(Saved data entries)
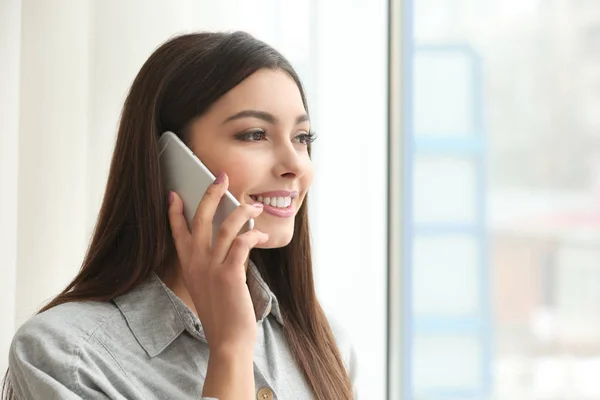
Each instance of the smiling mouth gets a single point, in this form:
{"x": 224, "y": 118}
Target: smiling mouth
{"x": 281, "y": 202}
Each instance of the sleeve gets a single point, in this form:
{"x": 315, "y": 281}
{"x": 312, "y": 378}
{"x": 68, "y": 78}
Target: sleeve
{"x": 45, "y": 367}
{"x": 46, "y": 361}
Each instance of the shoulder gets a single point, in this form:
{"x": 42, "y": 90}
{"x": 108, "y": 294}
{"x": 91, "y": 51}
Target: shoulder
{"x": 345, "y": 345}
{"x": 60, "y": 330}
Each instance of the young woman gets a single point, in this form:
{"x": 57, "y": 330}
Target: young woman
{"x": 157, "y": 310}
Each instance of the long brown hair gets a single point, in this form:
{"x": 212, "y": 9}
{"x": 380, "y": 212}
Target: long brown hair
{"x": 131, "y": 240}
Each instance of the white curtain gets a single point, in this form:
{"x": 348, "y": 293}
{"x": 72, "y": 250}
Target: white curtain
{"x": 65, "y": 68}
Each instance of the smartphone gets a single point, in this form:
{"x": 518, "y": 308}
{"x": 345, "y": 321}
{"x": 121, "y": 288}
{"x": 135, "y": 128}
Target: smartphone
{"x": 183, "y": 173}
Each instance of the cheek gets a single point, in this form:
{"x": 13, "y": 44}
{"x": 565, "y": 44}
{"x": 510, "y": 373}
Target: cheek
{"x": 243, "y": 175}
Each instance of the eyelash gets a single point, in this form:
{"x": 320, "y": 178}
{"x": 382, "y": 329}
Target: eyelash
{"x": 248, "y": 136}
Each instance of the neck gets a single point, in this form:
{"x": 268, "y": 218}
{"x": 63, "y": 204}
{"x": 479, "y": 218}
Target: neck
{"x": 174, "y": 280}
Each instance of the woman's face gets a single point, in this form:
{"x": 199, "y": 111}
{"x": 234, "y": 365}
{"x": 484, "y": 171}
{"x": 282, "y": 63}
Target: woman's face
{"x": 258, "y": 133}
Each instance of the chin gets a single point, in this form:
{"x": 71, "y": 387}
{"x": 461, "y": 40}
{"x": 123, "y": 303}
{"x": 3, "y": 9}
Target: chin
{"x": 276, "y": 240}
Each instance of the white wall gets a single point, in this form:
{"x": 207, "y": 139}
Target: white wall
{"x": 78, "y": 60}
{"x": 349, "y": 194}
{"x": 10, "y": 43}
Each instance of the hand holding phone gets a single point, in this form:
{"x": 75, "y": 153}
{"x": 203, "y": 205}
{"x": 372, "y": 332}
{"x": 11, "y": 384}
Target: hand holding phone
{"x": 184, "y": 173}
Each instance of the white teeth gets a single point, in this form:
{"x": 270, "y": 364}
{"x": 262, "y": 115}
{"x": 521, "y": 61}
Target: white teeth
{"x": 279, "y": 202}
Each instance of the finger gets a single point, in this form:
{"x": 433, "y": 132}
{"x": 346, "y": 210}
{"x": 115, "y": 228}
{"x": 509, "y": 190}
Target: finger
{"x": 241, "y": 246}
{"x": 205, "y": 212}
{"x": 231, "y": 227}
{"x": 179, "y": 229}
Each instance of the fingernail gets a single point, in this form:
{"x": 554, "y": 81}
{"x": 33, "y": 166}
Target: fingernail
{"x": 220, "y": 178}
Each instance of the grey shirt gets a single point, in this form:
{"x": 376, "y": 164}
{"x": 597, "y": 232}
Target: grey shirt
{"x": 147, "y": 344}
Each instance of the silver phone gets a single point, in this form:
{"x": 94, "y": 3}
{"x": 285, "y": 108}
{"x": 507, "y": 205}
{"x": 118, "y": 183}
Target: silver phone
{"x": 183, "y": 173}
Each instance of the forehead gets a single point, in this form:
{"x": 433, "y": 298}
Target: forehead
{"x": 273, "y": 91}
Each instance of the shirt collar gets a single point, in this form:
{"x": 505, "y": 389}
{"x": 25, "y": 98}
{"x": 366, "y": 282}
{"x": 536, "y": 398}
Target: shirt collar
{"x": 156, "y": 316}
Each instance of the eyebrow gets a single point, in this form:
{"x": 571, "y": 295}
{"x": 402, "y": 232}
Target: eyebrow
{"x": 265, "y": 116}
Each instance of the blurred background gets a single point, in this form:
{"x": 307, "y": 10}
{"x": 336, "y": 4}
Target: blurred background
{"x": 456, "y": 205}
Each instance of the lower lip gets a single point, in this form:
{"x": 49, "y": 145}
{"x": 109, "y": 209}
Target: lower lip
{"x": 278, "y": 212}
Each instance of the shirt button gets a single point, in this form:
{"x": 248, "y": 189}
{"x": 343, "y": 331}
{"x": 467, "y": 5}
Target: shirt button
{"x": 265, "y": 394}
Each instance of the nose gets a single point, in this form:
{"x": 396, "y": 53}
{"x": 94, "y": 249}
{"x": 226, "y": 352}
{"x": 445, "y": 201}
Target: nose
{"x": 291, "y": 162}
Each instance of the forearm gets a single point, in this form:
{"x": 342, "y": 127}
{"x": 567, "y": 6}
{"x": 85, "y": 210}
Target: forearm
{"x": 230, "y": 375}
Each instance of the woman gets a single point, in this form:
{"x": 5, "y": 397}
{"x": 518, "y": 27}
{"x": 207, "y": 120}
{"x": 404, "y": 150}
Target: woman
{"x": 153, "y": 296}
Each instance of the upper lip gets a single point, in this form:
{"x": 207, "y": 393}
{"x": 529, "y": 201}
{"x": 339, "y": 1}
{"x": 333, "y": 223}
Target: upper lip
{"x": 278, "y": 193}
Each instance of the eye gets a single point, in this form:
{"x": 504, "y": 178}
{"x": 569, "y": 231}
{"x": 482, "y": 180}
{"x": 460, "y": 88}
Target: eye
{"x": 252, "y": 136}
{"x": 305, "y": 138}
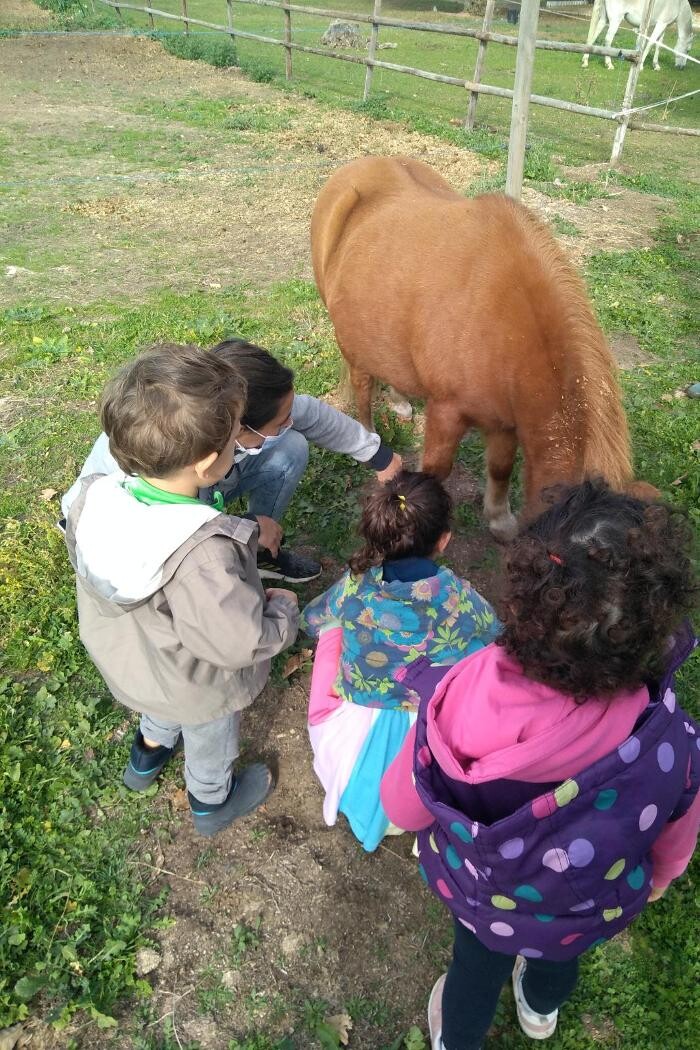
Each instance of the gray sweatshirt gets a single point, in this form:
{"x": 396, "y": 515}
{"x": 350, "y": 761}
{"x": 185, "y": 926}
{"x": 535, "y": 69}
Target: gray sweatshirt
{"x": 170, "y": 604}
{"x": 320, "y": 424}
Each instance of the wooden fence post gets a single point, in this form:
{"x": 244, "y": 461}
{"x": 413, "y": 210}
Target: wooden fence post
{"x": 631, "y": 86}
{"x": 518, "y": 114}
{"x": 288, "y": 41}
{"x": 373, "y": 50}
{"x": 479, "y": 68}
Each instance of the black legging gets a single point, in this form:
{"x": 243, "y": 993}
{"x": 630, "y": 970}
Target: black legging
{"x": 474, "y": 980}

== What is being asked ==
Switch every "gets a single point" in the data above to "receives one point" and write the data out again with nothing else changed, leaving out the pictures.

== Reply ==
Each instance of the smiling mouth receives one point, in this form:
{"x": 224, "y": 118}
Target: smiling mouth
{"x": 281, "y": 202}
Each instance of the sleeve receives one point, in this form:
{"x": 315, "y": 281}
{"x": 312, "y": 378}
{"x": 68, "y": 78}
Target: sleeve
{"x": 45, "y": 367}
{"x": 46, "y": 361}
Each instance of the shoulder receives one point, in this form:
{"x": 42, "y": 90}
{"x": 108, "y": 294}
{"x": 91, "y": 51}
Target: shoulder
{"x": 345, "y": 345}
{"x": 60, "y": 330}
Each instance of the young woman receives one point, in this form:
{"x": 57, "y": 330}
Target: young woman
{"x": 157, "y": 310}
Each instance of the long brown hair receives one point, in this form:
{"x": 212, "y": 9}
{"x": 380, "y": 212}
Target: long brown hair
{"x": 131, "y": 240}
Each instance of the white curtain receives one point, in this form:
{"x": 348, "y": 293}
{"x": 72, "y": 250}
Target: white curtain
{"x": 65, "y": 68}
Each instance of the smartphone receives one point, in this form:
{"x": 518, "y": 308}
{"x": 345, "y": 321}
{"x": 121, "y": 288}
{"x": 135, "y": 128}
Target: smartphone
{"x": 183, "y": 173}
Each instance of the cheek receives one point, in this form:
{"x": 13, "y": 44}
{"x": 565, "y": 44}
{"x": 510, "y": 373}
Target: cheek
{"x": 243, "y": 175}
Each instance of the eyelash receives one point, in this form:
{"x": 320, "y": 178}
{"x": 382, "y": 329}
Target: eyelash
{"x": 248, "y": 136}
Each instance of the neck receives one point, in this form:
{"x": 268, "y": 218}
{"x": 63, "y": 204}
{"x": 479, "y": 218}
Target: neck
{"x": 174, "y": 280}
Each instance of the woman's face receives one point, in this form:
{"x": 199, "y": 111}
{"x": 234, "y": 365}
{"x": 484, "y": 171}
{"x": 282, "y": 63}
Target: woman's face
{"x": 258, "y": 133}
Each instance of the chin receives one point, in this form:
{"x": 71, "y": 387}
{"x": 461, "y": 40}
{"x": 123, "y": 303}
{"x": 3, "y": 9}
Target: chin
{"x": 276, "y": 240}
Each instance of the white wall receives one point, in this form:
{"x": 207, "y": 139}
Target: white wall
{"x": 78, "y": 60}
{"x": 349, "y": 194}
{"x": 10, "y": 43}
Each instance of the hand holding phone receives one point, in this form:
{"x": 75, "y": 153}
{"x": 203, "y": 205}
{"x": 372, "y": 332}
{"x": 11, "y": 384}
Target: hand holding phone
{"x": 184, "y": 173}
Each instance of the white teeth receives one point, in this form:
{"x": 270, "y": 364}
{"x": 262, "y": 115}
{"x": 521, "y": 61}
Target: white teeth
{"x": 279, "y": 202}
Each instance of the finger receives one point, in this form:
{"x": 433, "y": 132}
{"x": 346, "y": 210}
{"x": 115, "y": 228}
{"x": 509, "y": 190}
Target: finger
{"x": 241, "y": 246}
{"x": 205, "y": 212}
{"x": 231, "y": 227}
{"x": 179, "y": 229}
Each instance of the fingernail receives one point, in this form:
{"x": 554, "y": 81}
{"x": 33, "y": 166}
Target: fingernail
{"x": 220, "y": 178}
Each instance of the grey shirt receives one point, in this form:
{"x": 376, "y": 164}
{"x": 597, "y": 232}
Target: grey shirt
{"x": 147, "y": 344}
Each instance of the silver phone receives one point, in this form:
{"x": 94, "y": 3}
{"x": 285, "y": 108}
{"x": 507, "y": 205}
{"x": 118, "y": 183}
Target: silver phone
{"x": 183, "y": 173}
Each instance of the forehead receives one point, in this form:
{"x": 433, "y": 298}
Target: forehead
{"x": 273, "y": 91}
Each instance of the shirt collar receives one point, in this form:
{"x": 505, "y": 389}
{"x": 25, "y": 98}
{"x": 366, "y": 282}
{"x": 536, "y": 398}
Target: shirt collar
{"x": 156, "y": 316}
Each instance of the eyebrow receives one point, in this form:
{"x": 571, "y": 295}
{"x": 402, "y": 232}
Target: eyebrow
{"x": 265, "y": 116}
Each instance of the blurred background receives one point, in this form:
{"x": 307, "y": 10}
{"x": 336, "y": 4}
Target: blurred background
{"x": 456, "y": 205}
Each instance of the lower lip receives one point, in this form:
{"x": 49, "y": 145}
{"x": 109, "y": 209}
Target: lower lip
{"x": 278, "y": 212}
Each instance of the shirt button receives one point, in this form:
{"x": 248, "y": 189}
{"x": 343, "y": 331}
{"x": 467, "y": 5}
Target: shirt button
{"x": 265, "y": 394}
Each instance of the nose receives one point, in this form:
{"x": 396, "y": 53}
{"x": 94, "y": 249}
{"x": 226, "y": 352}
{"x": 445, "y": 201}
Target: nose
{"x": 291, "y": 162}
Each instance of the forearm receives one point, in this form:
{"x": 342, "y": 127}
{"x": 567, "y": 6}
{"x": 85, "y": 210}
Target: forearm
{"x": 230, "y": 375}
Each instance of the woman receives one point, in this form:
{"x": 5, "y": 397}
{"x": 518, "y": 27}
{"x": 207, "y": 120}
{"x": 404, "y": 150}
Target: woman
{"x": 153, "y": 296}
Each instance of the upper lip receives one point, in this form:
{"x": 207, "y": 393}
{"x": 529, "y": 201}
{"x": 339, "y": 1}
{"x": 333, "y": 223}
Target: upper lip
{"x": 278, "y": 193}
Each instance of the eye receives one point, in this form:
{"x": 504, "y": 178}
{"x": 569, "y": 231}
{"x": 482, "y": 180}
{"x": 460, "y": 88}
Target: eye
{"x": 252, "y": 136}
{"x": 305, "y": 138}
Each instance of the gray sweatshirt receives one point, in this form:
{"x": 396, "y": 515}
{"x": 350, "y": 761}
{"x": 185, "y": 926}
{"x": 535, "y": 69}
Target: gray sweatshirt
{"x": 170, "y": 604}
{"x": 320, "y": 424}
Each instance of the wooden fence post receives one point, in this form:
{"x": 244, "y": 461}
{"x": 413, "y": 210}
Target: wooden fence post
{"x": 631, "y": 86}
{"x": 518, "y": 114}
{"x": 288, "y": 41}
{"x": 373, "y": 50}
{"x": 479, "y": 68}
Each instance of the black legging receives one point, in this form:
{"x": 243, "y": 993}
{"x": 630, "y": 970}
Target: black legging
{"x": 474, "y": 980}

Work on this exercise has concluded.